WHAT YOU ARE ASKED TO DO - Without any of their pictures, return all of the records exactly.

SUPPLIED MATERIAL -
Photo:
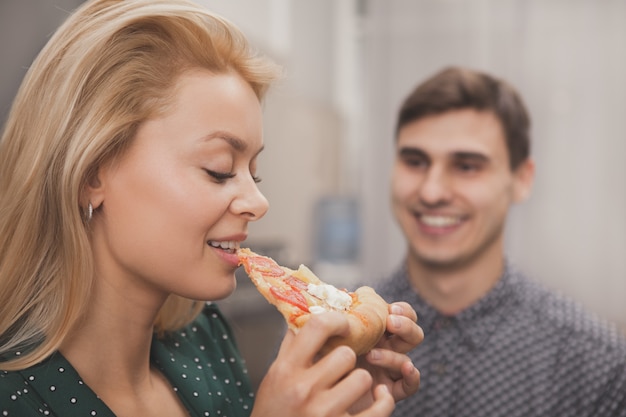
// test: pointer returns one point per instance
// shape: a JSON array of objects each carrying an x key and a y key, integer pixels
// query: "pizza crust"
[{"x": 367, "y": 316}]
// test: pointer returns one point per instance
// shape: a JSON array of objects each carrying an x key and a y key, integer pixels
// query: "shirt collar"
[{"x": 477, "y": 322}]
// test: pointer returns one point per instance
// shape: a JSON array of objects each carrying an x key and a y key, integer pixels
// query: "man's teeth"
[
  {"x": 229, "y": 246},
  {"x": 440, "y": 221}
]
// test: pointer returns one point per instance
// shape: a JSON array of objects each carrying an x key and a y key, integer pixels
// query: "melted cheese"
[{"x": 332, "y": 296}]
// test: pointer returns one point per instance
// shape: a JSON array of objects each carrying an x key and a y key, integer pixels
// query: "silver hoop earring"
[{"x": 89, "y": 212}]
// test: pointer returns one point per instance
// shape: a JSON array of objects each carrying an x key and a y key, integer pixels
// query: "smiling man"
[{"x": 496, "y": 343}]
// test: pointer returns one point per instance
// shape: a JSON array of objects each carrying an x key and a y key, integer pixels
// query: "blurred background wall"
[{"x": 329, "y": 122}]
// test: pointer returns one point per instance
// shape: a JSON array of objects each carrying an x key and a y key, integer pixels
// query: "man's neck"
[{"x": 452, "y": 289}]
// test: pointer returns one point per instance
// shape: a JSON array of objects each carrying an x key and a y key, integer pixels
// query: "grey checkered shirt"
[{"x": 520, "y": 351}]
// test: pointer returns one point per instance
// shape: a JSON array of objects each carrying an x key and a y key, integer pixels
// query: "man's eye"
[
  {"x": 468, "y": 167},
  {"x": 414, "y": 162},
  {"x": 220, "y": 176}
]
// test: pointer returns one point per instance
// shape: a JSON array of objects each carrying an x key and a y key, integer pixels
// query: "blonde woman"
[{"x": 127, "y": 175}]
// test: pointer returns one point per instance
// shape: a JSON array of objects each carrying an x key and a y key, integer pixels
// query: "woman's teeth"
[
  {"x": 440, "y": 221},
  {"x": 229, "y": 246}
]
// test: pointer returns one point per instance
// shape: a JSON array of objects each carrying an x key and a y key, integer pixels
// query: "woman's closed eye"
[{"x": 220, "y": 177}]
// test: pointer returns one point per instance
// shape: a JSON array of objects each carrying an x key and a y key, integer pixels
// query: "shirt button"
[
  {"x": 443, "y": 323},
  {"x": 439, "y": 368}
]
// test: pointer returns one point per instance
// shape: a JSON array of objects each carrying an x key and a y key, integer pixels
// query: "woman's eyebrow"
[{"x": 237, "y": 143}]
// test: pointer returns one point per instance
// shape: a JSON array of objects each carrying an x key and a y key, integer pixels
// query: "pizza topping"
[
  {"x": 265, "y": 265},
  {"x": 335, "y": 298},
  {"x": 317, "y": 310},
  {"x": 292, "y": 297}
]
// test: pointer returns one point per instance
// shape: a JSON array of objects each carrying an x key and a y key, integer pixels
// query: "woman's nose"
[{"x": 250, "y": 202}]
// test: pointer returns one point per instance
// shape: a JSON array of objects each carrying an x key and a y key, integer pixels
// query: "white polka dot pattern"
[
  {"x": 201, "y": 362},
  {"x": 521, "y": 351}
]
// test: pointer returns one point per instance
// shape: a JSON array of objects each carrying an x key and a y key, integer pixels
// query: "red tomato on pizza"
[{"x": 299, "y": 294}]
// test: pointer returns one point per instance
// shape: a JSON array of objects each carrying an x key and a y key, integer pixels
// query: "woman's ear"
[
  {"x": 524, "y": 176},
  {"x": 93, "y": 193}
]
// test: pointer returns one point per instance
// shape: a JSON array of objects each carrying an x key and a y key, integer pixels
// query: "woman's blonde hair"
[{"x": 110, "y": 66}]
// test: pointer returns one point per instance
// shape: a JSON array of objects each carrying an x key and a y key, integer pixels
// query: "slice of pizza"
[{"x": 298, "y": 294}]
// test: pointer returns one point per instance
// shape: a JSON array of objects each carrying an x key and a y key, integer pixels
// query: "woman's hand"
[
  {"x": 388, "y": 363},
  {"x": 297, "y": 384}
]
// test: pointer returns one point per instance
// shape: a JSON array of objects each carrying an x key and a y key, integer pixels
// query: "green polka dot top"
[{"x": 201, "y": 362}]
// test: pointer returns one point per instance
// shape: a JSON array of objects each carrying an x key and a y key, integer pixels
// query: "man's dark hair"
[{"x": 457, "y": 88}]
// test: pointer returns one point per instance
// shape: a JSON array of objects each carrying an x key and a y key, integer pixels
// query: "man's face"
[{"x": 452, "y": 187}]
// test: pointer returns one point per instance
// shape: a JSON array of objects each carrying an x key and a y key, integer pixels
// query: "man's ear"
[{"x": 523, "y": 177}]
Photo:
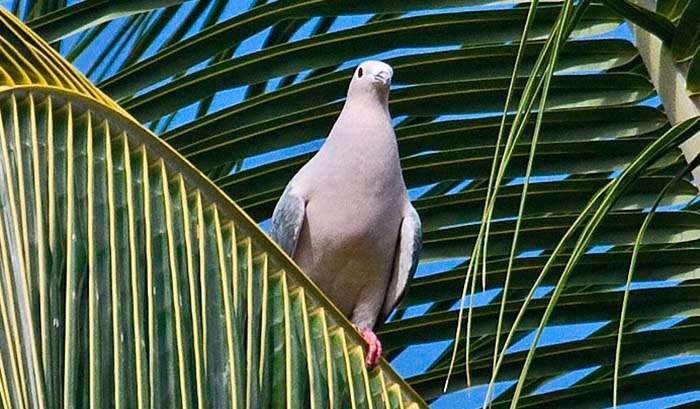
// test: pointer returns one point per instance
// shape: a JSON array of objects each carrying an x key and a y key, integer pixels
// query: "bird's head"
[{"x": 371, "y": 79}]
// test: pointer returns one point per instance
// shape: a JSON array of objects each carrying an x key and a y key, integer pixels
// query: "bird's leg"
[{"x": 374, "y": 351}]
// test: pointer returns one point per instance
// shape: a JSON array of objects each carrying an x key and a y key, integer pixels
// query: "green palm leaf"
[{"x": 171, "y": 67}]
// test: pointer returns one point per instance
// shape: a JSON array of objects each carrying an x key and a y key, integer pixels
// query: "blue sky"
[{"x": 417, "y": 358}]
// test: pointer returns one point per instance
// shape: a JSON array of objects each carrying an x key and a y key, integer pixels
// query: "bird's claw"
[{"x": 374, "y": 351}]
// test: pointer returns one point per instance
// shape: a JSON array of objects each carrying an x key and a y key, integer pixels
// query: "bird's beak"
[{"x": 383, "y": 77}]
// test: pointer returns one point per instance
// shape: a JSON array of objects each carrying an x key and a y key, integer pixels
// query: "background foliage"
[{"x": 247, "y": 92}]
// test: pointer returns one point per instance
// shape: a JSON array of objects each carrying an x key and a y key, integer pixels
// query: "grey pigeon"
[{"x": 346, "y": 218}]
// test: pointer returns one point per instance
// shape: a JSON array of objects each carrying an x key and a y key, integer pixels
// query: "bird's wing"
[
  {"x": 287, "y": 220},
  {"x": 405, "y": 261}
]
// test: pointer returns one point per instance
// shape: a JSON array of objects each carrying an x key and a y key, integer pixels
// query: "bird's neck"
[{"x": 363, "y": 139}]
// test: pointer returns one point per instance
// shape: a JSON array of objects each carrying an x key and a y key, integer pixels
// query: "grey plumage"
[{"x": 345, "y": 217}]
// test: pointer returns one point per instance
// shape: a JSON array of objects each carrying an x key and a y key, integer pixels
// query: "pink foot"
[{"x": 375, "y": 347}]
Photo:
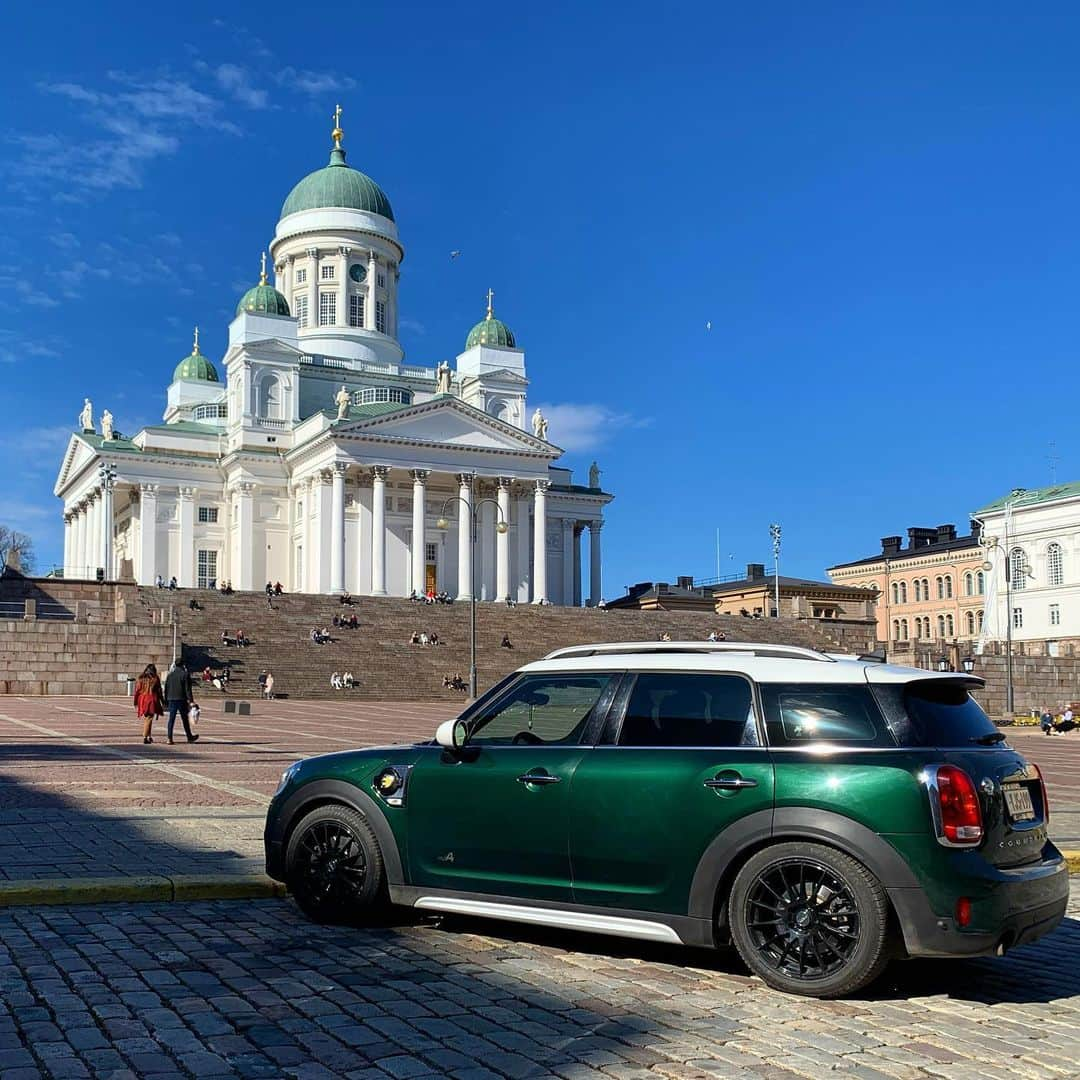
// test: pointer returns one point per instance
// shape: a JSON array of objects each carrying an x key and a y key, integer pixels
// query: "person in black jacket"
[{"x": 179, "y": 698}]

SOLUTION FOR THIS TASK -
Photo:
// test: pointer returns one point per instance
// shape: a JSON array of objects each carrying an x key and a y key, integer pixels
// query: "pizza crust"
[{"x": 367, "y": 316}]
// test: pointer returns one point per instance
// shape: a JSON array of objects each carrying an x key and a y key, integer pixels
// query: "shirt collar"
[{"x": 477, "y": 322}]
// test: pointer returns one point per instance
// shape: a JSON array of objects each carrying an x key and a y key, integer pixels
// query: "man's teeth"
[
  {"x": 229, "y": 246},
  {"x": 440, "y": 221}
]
// test: pointer returns one point per instance
// shape: a JSON array of objects each carrying an x key and a y key, integer pixels
// query: "melted cheese"
[{"x": 332, "y": 296}]
// test: pointer returns one point per instance
// shape: a JSON array of objects each carrying an x key and a y key, integer pixels
// query: "silver hoop earring"
[{"x": 89, "y": 212}]
// test: pointer returns one point per instance
// shape: a JSON array of objects each carrying an x key and a y key, integer pixels
// query: "smiling man"
[{"x": 496, "y": 343}]
// test: pointer returns one point per instance
// shape: a JSON array of objects each carrying an x key and a y key, integer pixels
// query: "blurred background wall"
[{"x": 329, "y": 122}]
// test: pointer returns one point per instance
// shape: a JSON array of objects each carrying an x key and a y key, integer pixels
// query: "man's neck"
[{"x": 452, "y": 289}]
// test: pointer returns one point per instance
// shape: a JSON array of objects each carrying an x key and a y key, integer pixels
// query: "grey checkered shirt"
[{"x": 520, "y": 351}]
// test: pointer returns one point per instance
// shape: a JSON array of objects each carrying an x key and a y key, integer pixels
// query: "man's eye"
[
  {"x": 468, "y": 167},
  {"x": 414, "y": 162},
  {"x": 220, "y": 176}
]
// test: pointer returns one point per instance
// shape: a JSON array of objects each carrying an x key and a y key, integer pixels
// query: "blonde woman"
[{"x": 127, "y": 175}]
// test: pointer returns one point per instance
// shape: a JSON array of objects each carrying an x key and a y key, integer pixels
// query: "woman's teeth"
[
  {"x": 440, "y": 221},
  {"x": 229, "y": 246}
]
// test: pointer returns one point per instance
// shape: a JSON array of objects each carrying an x key and a y key, integer pixels
// query: "woman's closed eye"
[{"x": 220, "y": 177}]
// test: pointer returns one point per instance
// shape: a JSON array of objects each carrying an x key and a y key, integer pixels
// query: "shirt button"
[
  {"x": 443, "y": 323},
  {"x": 439, "y": 368}
]
// test: pointer returns one point per instance
// shape: a JSON array of objects each carrying an x key and a y key, integer pixels
// query: "woman's eyebrow"
[{"x": 237, "y": 143}]
// test: pointer returns one point per instance
// shape: a JSON array of objects each carrying an x key and a y key, integer pixels
// query: "pizza topping"
[
  {"x": 265, "y": 265},
  {"x": 335, "y": 298},
  {"x": 317, "y": 310},
  {"x": 292, "y": 297}
]
// test: pointer returns one point per instance
// shape: a JSON array of objects each carrying an x key and a y key, integer pixels
// query: "woman's nose"
[{"x": 250, "y": 202}]
// test: pointer returns one point per instance
// shape: a JSON array of objects each carrying an x key and a y key, integer pixels
// query: "white polka dot pattern"
[
  {"x": 201, "y": 362},
  {"x": 521, "y": 351}
]
// test: pointer returns one point per instance
// shape: a JSON array of objects each carrying an x key and a y key, integer pixels
// query: "red tomato on pizza"
[{"x": 299, "y": 294}]
// test: pointer returns one point per instance
// shape: a JSON array of objects each carrying an x key and a y key, integer pixels
// query: "woman's ear"
[
  {"x": 524, "y": 176},
  {"x": 93, "y": 193}
]
// test: pointer returns one point per instance
// shape: a JSON array of objects each carrying an x key and a y key, integer pixels
// query: "woman's blonde hair"
[{"x": 110, "y": 66}]
// test: pointer returns one point per instance
// shape: a JSON array of objects each carrying an x key and a y key, integer pixels
// query: "slice of pizza"
[{"x": 298, "y": 294}]
// test: pointer returns one point per instance
// shape: a JSON array of objects each carrying an x key and a y key, integer pixels
// query: "woman's hand"
[
  {"x": 388, "y": 363},
  {"x": 297, "y": 384}
]
// test: pointer returns one point per instance
// shape: a JSON array of objects each carrying an x key and a y key, integer pixels
// query: "green polka dot top"
[{"x": 201, "y": 362}]
// test: pointer returns one point per instance
// shape: a JSON array of objects each carrying an x key and a y key, integer pixels
// query: "man's dark hair"
[{"x": 457, "y": 88}]
// test: pointer returns one point per instance
// shape: a JSON array of objects each carrying an x key and a y key, integer pixels
// query: "man's face"
[{"x": 452, "y": 187}]
// test: pointer returns one point per instance
// shape: a JSON array of objects each carrying an x key and a y key, integer pixels
// query: "man's ear"
[{"x": 523, "y": 177}]
Photo:
// test: pointer returns one point per instance
// shape: a JSON array of objects each carrying an x key and a y key, integer pixels
// query: "bird's head"
[{"x": 371, "y": 79}]
// test: pointer returns one point per instance
// shape: a JSON array of objects each carrying an x key and a y key, integer pixels
// query: "bird's leg"
[{"x": 374, "y": 351}]
// test: pointer returns one point per instance
// shape: a JSON array of objects each carrying an x key and a y key, integer pixels
// query: "green palm leaf"
[{"x": 171, "y": 67}]
// test: pointer returns one point per instance
// shape: a JSON array of objects each carrying an x key and a y key, integer pixels
// query: "blue sky"
[{"x": 417, "y": 358}]
// test: pointer returns one point per instance
// shape: a JSON array of objects each carrying an x key and a y key, integer pixels
// query: "bird's claw"
[{"x": 374, "y": 351}]
// test: pointer returns one point per instance
// shape: a JSON array of objects each carrying an x key and a y key, integer pixels
// query: "bird's beak"
[{"x": 383, "y": 77}]
// test: pointer returns one point per instance
// shape: a JSON array of objects each carrying an x key and a y key, integer pixels
// query: "background foliage"
[{"x": 247, "y": 92}]
// test: pointer returns one point per instance
// shape: a JSON array of objects each carrying an x key and a y key, integer pixels
// query: "grey pigeon"
[{"x": 346, "y": 218}]
// test: pointer returns one point per instance
// shape: a JSON array of objects each carrying an x key and a y key, integer pixels
// query: "bird's wing"
[
  {"x": 287, "y": 220},
  {"x": 405, "y": 261}
]
// test: pointer returns one point per instance
// shape: a JSON array of objects each carrying an x key and a y key, integer pixels
// query: "bird's neck"
[{"x": 363, "y": 139}]
// test: pointer returns one point per instance
// shape: a JSON array of objects each carrying an x key and a y key, integer pixels
// query: "grey plumage"
[{"x": 345, "y": 217}]
// test: pointer returns one point per instance
// shape: a JSON array of objects each carrying an x key and a y key, integer pixels
// query: "pink foot"
[{"x": 375, "y": 347}]
Photo:
// test: pointer returns one point per instance
// shape: a JSON array of objects each carrying an x key and a y key, integer pixels
// query: "person in black jacket"
[{"x": 179, "y": 698}]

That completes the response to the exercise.